◆ **Written request 1**
Set down the passage of the article on the Farallon Islands poison plan, starting with "FILE - In this" and going on through "impact to wildlife.".
◆ **Written request 2**
For each statement below, state whether the article on the Farallon Islands poison plan supports it, answering yes or no and quoting the words of the article that decide it: (a) The Farallon Islands lie 27 miles off the coast of San Francisco. (b) The federal plan would drop 3 tons of rat poison on the islands. (c) The U.S. Fish and Wildlife Service presented its report to the commission in July.

◆ **Source**
________________________

California asks US to end plan to drop rat poison on islands

FILE - In this July 8, 2006, file photo, gulls nest near the North Landing area of the Farallon Islands National Refuge, Calif. The California Coastal Commission on Wednesday, July 10, 2019, will hear public comment on a federal plan to drop 1.5 tons of rat poison on the Farallon Islands in an effort to eradicate a mice infestation, a proposal that is drawing criticism. (AP Photo/Ben Margot, File)

Federal wildlife officials were urged Wednesday to withdraw a proposal to drop 1.5 tons of rat poison on remote islands off the coast of California to kill a mice infestation until it addresses questions on the impact to wildlife

SAN FRANCISCO — Federal wildlife officials were urged Wednesday to withdraw a proposal to drop 1.5 tons of rat poison on remote islands off the coast of California to kill a mice infestation until it addresses questions on the impact to wildlife.

The California Coastal Commission heard public comment on the U.S. Fish and Wildlife Service plan, which has drawn criticism from local conservation groups. The commission is seeking to determine whether the plan complies with state coastal management rules.

The U.S. Fish and Wildlife Service said in a report presented to the commission in March that a massive house mice population is threatening the whole ecosystem on the rugged Farallon Islands, 27 miles (44 kilometers) off the coast of San Francisco.

________________________

◆ **Dataset extract**
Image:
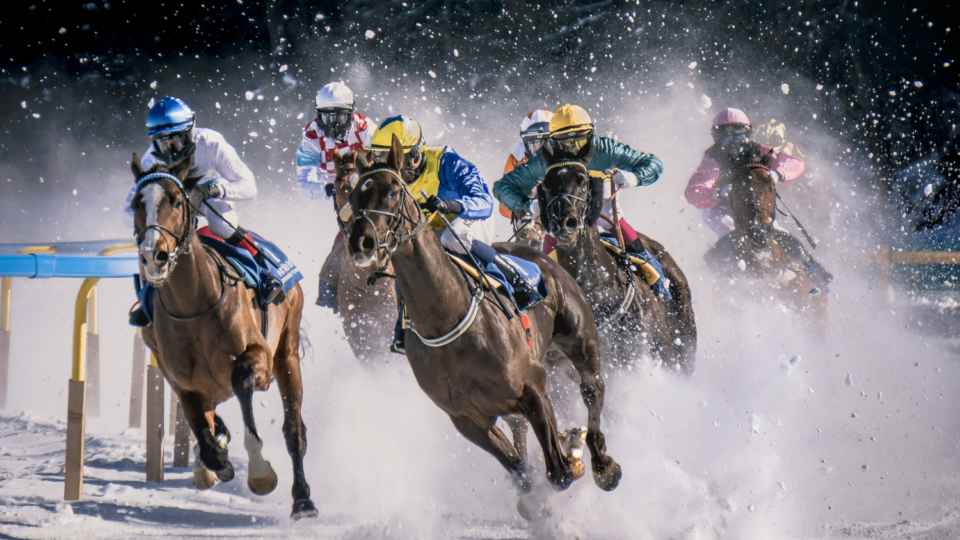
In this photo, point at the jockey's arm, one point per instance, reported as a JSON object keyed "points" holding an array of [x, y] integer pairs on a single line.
{"points": [[789, 167], [609, 154], [459, 176], [236, 181], [512, 189], [311, 180], [700, 189]]}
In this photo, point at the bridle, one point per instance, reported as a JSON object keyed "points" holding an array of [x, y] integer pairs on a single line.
{"points": [[181, 246], [551, 210], [391, 239]]}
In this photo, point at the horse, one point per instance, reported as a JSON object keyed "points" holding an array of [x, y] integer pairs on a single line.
{"points": [[572, 200], [369, 310], [207, 337], [753, 245], [486, 365]]}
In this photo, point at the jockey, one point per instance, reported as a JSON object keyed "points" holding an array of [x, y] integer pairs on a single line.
{"points": [[570, 129], [534, 132], [337, 126], [732, 127], [224, 177], [455, 188]]}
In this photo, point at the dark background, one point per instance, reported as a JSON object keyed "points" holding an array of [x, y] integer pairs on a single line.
{"points": [[888, 69]]}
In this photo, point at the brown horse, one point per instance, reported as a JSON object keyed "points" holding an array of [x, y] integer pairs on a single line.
{"points": [[753, 245], [482, 367], [631, 316], [369, 311], [207, 336]]}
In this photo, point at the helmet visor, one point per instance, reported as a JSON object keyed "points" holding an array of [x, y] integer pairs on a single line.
{"points": [[172, 142], [571, 142]]}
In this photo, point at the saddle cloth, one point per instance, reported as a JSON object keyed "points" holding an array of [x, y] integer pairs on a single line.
{"points": [[647, 266], [496, 280], [254, 272]]}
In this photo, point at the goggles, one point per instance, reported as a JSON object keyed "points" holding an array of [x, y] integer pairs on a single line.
{"points": [[571, 142], [173, 141]]}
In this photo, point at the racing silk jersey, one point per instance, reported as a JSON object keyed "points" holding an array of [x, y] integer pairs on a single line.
{"points": [[215, 161], [700, 191], [452, 178], [513, 189], [315, 166]]}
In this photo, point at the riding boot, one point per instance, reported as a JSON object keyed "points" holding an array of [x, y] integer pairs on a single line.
{"points": [[794, 248], [327, 296]]}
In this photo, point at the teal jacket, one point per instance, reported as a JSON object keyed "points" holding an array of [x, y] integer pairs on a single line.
{"points": [[513, 188]]}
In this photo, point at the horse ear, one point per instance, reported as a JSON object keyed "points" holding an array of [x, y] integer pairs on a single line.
{"points": [[136, 167], [395, 157]]}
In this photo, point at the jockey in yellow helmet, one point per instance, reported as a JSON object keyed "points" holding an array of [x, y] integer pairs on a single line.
{"points": [[455, 188]]}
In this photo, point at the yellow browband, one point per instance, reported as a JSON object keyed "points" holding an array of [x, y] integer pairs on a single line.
{"points": [[565, 164]]}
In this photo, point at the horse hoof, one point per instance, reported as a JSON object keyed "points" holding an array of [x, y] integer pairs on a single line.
{"points": [[303, 508], [204, 478], [263, 484], [610, 480], [226, 474], [532, 509]]}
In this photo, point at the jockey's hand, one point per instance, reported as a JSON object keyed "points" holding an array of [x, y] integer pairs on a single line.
{"points": [[623, 178], [203, 192], [436, 204]]}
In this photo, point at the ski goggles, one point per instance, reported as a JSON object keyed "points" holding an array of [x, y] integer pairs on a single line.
{"points": [[571, 142]]}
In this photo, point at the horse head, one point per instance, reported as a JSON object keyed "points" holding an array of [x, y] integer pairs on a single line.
{"points": [[569, 196], [163, 216], [752, 195], [383, 210]]}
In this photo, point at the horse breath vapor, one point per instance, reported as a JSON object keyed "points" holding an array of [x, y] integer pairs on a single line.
{"points": [[753, 446]]}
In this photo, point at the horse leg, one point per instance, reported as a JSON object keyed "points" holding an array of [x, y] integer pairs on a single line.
{"points": [[287, 372], [212, 437], [679, 309], [561, 470], [261, 478], [585, 357], [490, 438]]}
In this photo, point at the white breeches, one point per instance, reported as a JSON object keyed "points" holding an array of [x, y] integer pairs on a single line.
{"points": [[217, 225], [480, 230]]}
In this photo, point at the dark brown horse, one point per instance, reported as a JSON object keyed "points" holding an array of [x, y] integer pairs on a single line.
{"points": [[628, 312], [369, 311], [207, 337], [467, 355], [753, 245]]}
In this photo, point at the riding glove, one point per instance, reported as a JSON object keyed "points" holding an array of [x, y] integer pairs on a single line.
{"points": [[436, 204]]}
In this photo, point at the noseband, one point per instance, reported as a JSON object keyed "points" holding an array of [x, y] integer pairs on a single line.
{"points": [[181, 246], [392, 239], [552, 210]]}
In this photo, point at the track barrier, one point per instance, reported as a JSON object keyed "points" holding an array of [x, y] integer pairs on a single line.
{"points": [[77, 260]]}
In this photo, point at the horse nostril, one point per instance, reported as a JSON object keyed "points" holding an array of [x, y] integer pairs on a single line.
{"points": [[367, 243]]}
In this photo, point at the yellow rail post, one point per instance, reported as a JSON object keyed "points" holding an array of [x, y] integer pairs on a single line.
{"points": [[6, 285], [136, 382], [76, 399], [154, 429]]}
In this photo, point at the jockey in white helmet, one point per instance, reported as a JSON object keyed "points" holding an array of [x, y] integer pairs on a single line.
{"points": [[336, 126]]}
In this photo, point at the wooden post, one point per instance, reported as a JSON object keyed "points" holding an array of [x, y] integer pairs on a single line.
{"points": [[76, 427], [154, 429], [76, 399], [181, 440], [136, 380], [4, 338], [93, 356], [883, 259]]}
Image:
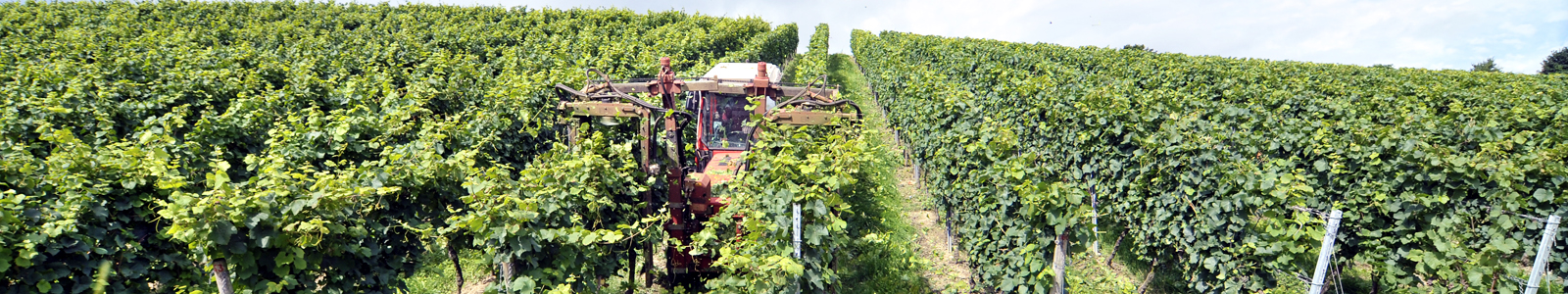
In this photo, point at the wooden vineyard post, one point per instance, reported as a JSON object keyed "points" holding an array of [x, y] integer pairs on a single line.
{"points": [[1325, 254], [1542, 254], [1058, 265], [648, 204], [220, 270], [796, 228]]}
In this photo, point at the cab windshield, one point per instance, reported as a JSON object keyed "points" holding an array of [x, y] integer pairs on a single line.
{"points": [[725, 121]]}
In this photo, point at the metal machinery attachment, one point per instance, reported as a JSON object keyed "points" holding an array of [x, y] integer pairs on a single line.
{"points": [[715, 105]]}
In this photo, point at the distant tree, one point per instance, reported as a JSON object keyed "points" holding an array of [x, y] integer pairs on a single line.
{"points": [[1556, 63], [1486, 66]]}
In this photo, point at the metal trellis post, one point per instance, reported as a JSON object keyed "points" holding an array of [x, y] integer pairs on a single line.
{"points": [[1325, 254], [1542, 254]]}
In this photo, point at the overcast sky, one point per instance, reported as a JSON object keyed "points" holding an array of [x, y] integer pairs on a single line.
{"points": [[1405, 33]]}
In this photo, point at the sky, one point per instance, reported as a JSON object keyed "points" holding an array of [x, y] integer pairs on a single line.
{"points": [[1403, 33]]}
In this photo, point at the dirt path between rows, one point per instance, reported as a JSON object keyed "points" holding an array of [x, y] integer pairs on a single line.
{"points": [[949, 268]]}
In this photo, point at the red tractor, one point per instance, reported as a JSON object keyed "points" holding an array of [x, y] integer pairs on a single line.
{"points": [[715, 105]]}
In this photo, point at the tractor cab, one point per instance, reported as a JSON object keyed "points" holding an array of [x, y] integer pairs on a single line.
{"points": [[718, 105], [721, 118]]}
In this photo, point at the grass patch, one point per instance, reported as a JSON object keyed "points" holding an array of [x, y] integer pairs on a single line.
{"points": [[882, 259], [438, 275]]}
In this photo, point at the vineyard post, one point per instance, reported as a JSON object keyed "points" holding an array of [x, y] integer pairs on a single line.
{"points": [[220, 270], [648, 205], [1058, 265], [796, 228], [1542, 254], [1325, 254], [1094, 207]]}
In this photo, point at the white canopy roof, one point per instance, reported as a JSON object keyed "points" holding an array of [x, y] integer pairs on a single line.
{"points": [[742, 71]]}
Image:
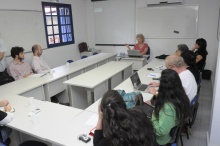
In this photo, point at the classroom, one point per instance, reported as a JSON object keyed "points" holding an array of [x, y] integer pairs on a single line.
{"points": [[78, 80]]}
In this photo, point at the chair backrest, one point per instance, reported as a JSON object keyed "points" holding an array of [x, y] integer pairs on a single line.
{"points": [[32, 143], [69, 61], [82, 57], [148, 53]]}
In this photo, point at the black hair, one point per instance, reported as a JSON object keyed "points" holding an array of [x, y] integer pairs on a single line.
{"points": [[123, 127], [189, 58], [202, 44], [182, 48], [172, 91], [16, 50], [34, 48]]}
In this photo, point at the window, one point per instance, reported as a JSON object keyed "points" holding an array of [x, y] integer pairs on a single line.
{"points": [[58, 24]]}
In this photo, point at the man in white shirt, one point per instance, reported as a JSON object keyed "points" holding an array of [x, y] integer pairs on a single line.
{"points": [[177, 64], [3, 62], [38, 64]]}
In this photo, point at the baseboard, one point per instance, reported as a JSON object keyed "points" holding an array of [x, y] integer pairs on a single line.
{"points": [[207, 140]]}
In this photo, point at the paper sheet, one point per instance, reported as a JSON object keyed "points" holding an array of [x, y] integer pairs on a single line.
{"points": [[92, 120], [161, 67]]}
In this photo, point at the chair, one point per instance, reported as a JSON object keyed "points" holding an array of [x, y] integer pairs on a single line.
{"points": [[148, 53], [175, 134], [84, 56], [95, 53], [32, 143], [69, 61]]}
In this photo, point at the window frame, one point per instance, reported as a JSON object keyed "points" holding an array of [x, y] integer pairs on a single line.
{"points": [[58, 6]]}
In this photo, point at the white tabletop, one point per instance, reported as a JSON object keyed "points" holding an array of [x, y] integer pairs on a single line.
{"points": [[67, 133], [96, 76], [27, 84], [127, 84]]}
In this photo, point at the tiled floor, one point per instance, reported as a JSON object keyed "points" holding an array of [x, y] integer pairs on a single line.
{"points": [[201, 125]]}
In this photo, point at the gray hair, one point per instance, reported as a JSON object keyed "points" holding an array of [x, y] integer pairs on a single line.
{"points": [[34, 48], [141, 36], [182, 48], [175, 60]]}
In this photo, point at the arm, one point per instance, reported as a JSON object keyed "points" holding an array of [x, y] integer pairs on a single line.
{"points": [[1, 55], [8, 118], [165, 122], [198, 58], [128, 47], [145, 51]]}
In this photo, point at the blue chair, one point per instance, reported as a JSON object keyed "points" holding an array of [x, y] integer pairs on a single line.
{"points": [[95, 53], [84, 57], [69, 61]]}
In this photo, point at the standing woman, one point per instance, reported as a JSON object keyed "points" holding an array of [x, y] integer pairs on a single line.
{"points": [[201, 53], [119, 126], [141, 46], [171, 106]]}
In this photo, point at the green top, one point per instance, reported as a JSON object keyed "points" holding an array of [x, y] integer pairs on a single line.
{"points": [[164, 123]]}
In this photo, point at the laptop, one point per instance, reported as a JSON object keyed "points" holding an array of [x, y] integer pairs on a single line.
{"points": [[134, 53], [148, 109], [137, 82]]}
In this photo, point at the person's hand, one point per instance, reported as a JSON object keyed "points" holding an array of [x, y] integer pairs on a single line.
{"points": [[152, 91], [8, 108], [154, 84], [28, 75], [148, 102]]}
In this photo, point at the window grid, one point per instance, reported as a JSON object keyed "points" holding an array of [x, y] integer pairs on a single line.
{"points": [[58, 24]]}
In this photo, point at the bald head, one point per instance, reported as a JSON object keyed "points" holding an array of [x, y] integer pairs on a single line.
{"points": [[174, 61], [37, 50]]}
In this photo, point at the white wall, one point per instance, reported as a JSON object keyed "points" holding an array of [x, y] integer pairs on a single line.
{"points": [[207, 28], [59, 55]]}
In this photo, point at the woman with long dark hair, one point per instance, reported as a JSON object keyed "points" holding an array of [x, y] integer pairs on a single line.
{"points": [[190, 60], [200, 50], [119, 126], [171, 106]]}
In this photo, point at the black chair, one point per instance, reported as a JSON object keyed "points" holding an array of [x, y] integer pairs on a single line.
{"points": [[32, 143], [175, 134]]}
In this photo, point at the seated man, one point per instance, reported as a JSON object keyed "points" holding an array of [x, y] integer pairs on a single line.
{"points": [[17, 68], [177, 64], [38, 64]]}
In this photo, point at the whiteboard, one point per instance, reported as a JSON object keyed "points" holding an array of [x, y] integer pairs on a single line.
{"points": [[22, 28], [114, 21], [168, 21]]}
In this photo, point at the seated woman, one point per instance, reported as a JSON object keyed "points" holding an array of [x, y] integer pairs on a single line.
{"points": [[118, 126], [190, 59], [201, 53], [171, 106], [181, 48], [141, 46]]}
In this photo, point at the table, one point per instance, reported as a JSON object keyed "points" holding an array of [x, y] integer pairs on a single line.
{"points": [[139, 62], [43, 88], [127, 84], [94, 83]]}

________________________

◆ **Worked answer 1**
FILE - In this July 8, 2006, file photo, gulls nest near the North Landing area of the Farallon Islands National Refuge, Calif. The California Coastal Commission on Wednesday, July 10, 2019, will hear public comment on a federal plan to drop 1.5 tons of rat poison on the Farallon Islands in an effort to eradicate a mice infestation, a proposal that is drawing criticism. (AP Photo/Ben Margot, File)

Federal wildlife officials were urged Wednesday to withdraw a proposal to drop 1.5 tons of rat poison on remote islands off the coast of California to kill a mice infestation until it addresses questions on the impact to wildlife

SAN FRANCISCO — Federal wildlife officials were urged Wednesday to withdraw a proposal to drop 1.5 tons of rat poison on remote islands off the coast of California to kill a mice infestation until it addresses questions on the impact to wildlife.

◆ **Worked answer 2**
(a) Yes: "27 miles (44 kilometers) off the coast of San Francisco."
(b) No: "drop 1.5 tons of rat poison"
(c) No: "in a report presented to the commission in March"